• _What is asked_
Can you turn the material below into a Markdown table with the columns "Num" and "Entry"? Start at the line containing "Place one point per instance of the white saucer, the", end after the line containing "Target: white saucer", number each row, and leave out blank lines.

** Start Records provided **

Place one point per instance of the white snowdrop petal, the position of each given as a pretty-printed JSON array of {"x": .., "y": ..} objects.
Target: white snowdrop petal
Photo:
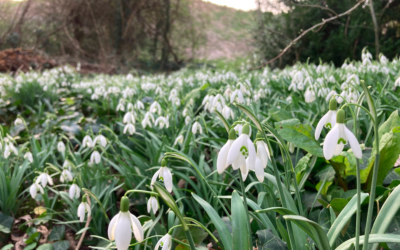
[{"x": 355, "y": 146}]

** End Records provided **
** Start Records provided **

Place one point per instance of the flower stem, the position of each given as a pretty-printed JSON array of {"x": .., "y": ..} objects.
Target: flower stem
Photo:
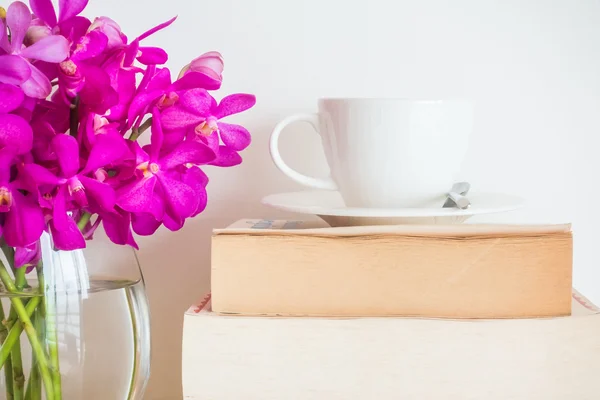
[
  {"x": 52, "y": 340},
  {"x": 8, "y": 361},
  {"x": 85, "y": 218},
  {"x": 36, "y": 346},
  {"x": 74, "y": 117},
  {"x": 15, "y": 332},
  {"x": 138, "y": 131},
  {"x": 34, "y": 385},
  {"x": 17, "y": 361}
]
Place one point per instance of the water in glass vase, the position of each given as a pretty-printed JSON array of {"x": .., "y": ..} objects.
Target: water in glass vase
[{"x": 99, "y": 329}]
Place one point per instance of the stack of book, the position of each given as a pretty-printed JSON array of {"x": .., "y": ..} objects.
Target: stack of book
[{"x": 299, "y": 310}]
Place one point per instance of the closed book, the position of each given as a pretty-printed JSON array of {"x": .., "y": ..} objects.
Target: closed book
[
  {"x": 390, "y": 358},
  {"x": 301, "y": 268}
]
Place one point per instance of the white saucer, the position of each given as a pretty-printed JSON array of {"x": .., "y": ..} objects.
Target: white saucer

** End Records provided **

• _Task output_
| Num | Entry |
|---|---|
| 1 | Place one point per instance of the white saucer, the position of each given as a pretty-printed JSON array of {"x": .., "y": ..} objects. |
| 2 | Target: white saucer |